Referring expression pointing data:
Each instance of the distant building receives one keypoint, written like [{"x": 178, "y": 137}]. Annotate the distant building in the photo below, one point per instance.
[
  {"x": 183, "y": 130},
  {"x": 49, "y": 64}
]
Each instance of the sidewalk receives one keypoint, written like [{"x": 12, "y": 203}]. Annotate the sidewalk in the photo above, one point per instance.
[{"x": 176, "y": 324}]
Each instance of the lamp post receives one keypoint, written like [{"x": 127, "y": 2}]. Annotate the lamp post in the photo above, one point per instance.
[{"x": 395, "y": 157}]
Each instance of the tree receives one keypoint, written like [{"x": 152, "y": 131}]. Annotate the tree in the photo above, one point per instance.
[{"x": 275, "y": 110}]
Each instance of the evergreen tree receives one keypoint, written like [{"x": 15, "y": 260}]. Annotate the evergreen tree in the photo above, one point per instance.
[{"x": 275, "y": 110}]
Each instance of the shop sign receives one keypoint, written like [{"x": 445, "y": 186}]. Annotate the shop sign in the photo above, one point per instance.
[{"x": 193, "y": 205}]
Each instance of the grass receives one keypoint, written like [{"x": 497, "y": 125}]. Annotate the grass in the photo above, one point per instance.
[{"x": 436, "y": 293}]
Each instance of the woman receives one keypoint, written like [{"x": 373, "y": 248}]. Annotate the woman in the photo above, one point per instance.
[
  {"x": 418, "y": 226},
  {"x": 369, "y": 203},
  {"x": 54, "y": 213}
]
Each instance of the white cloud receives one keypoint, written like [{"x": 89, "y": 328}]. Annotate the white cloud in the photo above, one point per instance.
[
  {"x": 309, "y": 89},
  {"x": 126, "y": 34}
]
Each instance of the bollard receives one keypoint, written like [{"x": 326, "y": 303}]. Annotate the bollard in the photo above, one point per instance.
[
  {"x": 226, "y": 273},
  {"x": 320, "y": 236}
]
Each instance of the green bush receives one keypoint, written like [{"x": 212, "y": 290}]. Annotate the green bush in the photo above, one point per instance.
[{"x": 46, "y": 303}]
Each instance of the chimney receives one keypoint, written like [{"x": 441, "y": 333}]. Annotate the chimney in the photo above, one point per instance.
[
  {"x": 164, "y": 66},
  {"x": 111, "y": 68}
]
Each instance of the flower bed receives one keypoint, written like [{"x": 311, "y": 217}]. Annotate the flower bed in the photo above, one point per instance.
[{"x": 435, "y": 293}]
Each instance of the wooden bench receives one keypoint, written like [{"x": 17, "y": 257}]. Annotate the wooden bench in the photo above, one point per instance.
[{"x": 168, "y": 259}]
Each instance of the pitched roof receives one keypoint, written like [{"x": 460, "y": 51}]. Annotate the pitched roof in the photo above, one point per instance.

Task statement: With the line containing "Each instance of the bollard" as the first and the last line above as the final one, copy those lines exactly and no others.

Solved problem:
Each instance of the bollard receives one keypoint, written like [{"x": 326, "y": 303}]. Annotate the bollard in the photo above, one point per instance.
[
  {"x": 226, "y": 273},
  {"x": 320, "y": 236}
]
Each instance of the green bush receives one keypoint, written like [{"x": 212, "y": 290}]. Annotate the green bush in the photo above, one point per instance.
[{"x": 46, "y": 303}]
Each instance of the chimney receives one keypoint, written like [{"x": 441, "y": 333}]. Annotate the chimney in the photo above, one point per instance.
[
  {"x": 164, "y": 66},
  {"x": 111, "y": 68}
]
Each instance of the flower bed receives one keypoint, written like [{"x": 311, "y": 217}]. Annotate the flower bed in the photo above, one point per instance.
[{"x": 435, "y": 293}]
Each instance of the wooden bench receives one keypoint, written like [{"x": 17, "y": 257}]. Annotate the wooden bench in the photo above, one point per instance.
[{"x": 168, "y": 259}]
Each instance of the pitched roof receives one keypoint, written like [{"x": 460, "y": 51}]. Annotate the pitched roof in the photo above, one point per instance.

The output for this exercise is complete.